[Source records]
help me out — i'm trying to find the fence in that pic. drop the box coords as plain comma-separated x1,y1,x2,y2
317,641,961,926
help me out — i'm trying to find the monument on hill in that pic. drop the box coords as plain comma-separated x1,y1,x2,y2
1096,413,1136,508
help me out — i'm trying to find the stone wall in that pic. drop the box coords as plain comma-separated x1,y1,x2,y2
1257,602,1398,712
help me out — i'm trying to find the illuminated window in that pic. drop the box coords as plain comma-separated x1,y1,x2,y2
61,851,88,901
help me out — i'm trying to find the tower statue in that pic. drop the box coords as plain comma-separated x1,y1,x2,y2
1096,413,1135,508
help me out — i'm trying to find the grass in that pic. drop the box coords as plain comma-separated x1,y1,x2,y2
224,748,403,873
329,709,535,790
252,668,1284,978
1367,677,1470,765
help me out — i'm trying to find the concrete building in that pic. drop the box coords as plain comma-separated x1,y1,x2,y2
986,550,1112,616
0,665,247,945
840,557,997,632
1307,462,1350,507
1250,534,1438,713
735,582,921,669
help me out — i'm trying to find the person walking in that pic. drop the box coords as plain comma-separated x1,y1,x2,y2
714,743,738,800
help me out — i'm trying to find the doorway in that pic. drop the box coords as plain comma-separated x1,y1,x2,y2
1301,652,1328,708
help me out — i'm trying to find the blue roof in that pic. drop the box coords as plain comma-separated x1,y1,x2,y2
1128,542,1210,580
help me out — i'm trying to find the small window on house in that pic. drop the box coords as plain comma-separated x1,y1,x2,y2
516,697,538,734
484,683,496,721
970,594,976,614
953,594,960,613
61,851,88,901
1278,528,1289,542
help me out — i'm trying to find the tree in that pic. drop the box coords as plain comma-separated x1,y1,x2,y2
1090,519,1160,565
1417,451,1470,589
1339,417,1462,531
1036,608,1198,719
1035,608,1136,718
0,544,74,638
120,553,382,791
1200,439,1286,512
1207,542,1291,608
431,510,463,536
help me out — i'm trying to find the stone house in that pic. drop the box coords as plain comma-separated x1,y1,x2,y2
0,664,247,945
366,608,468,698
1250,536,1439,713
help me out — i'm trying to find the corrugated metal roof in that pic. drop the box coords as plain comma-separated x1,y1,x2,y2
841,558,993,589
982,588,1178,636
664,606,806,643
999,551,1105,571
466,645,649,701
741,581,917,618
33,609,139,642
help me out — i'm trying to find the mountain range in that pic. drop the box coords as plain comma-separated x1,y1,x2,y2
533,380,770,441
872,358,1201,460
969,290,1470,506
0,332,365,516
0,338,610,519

Problem requirements
The line with "help me out — i'm trying to find the stone house" and all lines after it through the end of the data above: write these out exactly and add nothing.

Answer to the exercise
help me out — i'm trying to find the stone house in that pic. drop the box coords as plain comma-separated x1,y1,x2,y2
0,664,247,945
366,608,468,698
1250,536,1439,713
help me out — i'm trying to find the corrugated metal roof in that pic. drop the box coords as plain comma-separated x1,y1,x2,y2
841,558,993,589
982,588,1178,636
664,606,806,643
999,551,1105,571
466,645,649,701
741,581,917,618
33,609,139,642
help me out — i'm trying to find the mountain range in that pic. drop the box coords as plain comma-separated x1,y1,x2,y2
533,380,770,441
872,358,1201,460
969,290,1470,506
0,332,365,516
0,338,610,519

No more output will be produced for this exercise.